* What you have to do
Search the records for lines that contain the word "blue". Copy them all.

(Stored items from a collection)
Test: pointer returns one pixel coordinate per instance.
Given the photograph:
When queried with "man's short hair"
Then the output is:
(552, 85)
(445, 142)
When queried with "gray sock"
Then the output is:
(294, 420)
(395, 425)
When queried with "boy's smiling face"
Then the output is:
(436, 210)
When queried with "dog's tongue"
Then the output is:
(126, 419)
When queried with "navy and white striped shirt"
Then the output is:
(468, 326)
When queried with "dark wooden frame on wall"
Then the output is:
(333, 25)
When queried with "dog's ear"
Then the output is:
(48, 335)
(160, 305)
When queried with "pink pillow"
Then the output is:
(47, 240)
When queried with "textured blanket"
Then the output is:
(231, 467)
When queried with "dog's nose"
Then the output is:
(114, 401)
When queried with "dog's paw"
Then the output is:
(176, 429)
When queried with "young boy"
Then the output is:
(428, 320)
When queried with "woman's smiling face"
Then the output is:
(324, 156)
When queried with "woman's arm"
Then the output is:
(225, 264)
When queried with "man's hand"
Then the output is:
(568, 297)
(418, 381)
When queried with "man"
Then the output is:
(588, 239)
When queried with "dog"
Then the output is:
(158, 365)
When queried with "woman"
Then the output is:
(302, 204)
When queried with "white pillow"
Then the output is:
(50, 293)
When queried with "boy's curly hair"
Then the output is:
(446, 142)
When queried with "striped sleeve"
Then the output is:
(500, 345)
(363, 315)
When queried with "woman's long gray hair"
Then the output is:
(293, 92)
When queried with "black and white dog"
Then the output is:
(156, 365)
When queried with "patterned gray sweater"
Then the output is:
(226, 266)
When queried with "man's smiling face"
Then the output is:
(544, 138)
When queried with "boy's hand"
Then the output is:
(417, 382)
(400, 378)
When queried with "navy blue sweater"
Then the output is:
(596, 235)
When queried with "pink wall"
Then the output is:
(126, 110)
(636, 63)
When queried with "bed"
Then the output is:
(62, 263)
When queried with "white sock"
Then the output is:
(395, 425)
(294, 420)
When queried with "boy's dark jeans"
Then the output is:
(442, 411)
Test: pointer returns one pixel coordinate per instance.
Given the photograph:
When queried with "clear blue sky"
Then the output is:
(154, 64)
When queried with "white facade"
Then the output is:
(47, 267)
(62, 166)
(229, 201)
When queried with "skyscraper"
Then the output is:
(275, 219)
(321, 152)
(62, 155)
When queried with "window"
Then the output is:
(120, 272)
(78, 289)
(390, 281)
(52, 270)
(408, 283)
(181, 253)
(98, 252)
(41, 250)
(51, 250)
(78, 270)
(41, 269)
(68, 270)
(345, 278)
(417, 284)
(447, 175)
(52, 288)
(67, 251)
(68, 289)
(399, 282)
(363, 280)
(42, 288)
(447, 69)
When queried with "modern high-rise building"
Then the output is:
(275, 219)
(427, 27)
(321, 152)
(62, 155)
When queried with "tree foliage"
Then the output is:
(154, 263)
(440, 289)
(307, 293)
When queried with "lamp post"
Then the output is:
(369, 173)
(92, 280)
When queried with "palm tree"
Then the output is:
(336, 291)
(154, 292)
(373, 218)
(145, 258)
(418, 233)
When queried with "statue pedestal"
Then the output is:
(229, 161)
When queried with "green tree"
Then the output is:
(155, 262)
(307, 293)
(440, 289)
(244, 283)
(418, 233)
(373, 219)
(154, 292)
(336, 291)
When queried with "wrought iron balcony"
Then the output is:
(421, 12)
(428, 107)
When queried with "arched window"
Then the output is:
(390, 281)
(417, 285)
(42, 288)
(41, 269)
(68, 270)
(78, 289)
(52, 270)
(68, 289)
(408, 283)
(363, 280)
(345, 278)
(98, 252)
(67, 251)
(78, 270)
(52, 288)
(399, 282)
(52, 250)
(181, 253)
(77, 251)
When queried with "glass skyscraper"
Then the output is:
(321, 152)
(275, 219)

* Written answer
When queried with "navy blue sweater"
When queried with "clear blue sky"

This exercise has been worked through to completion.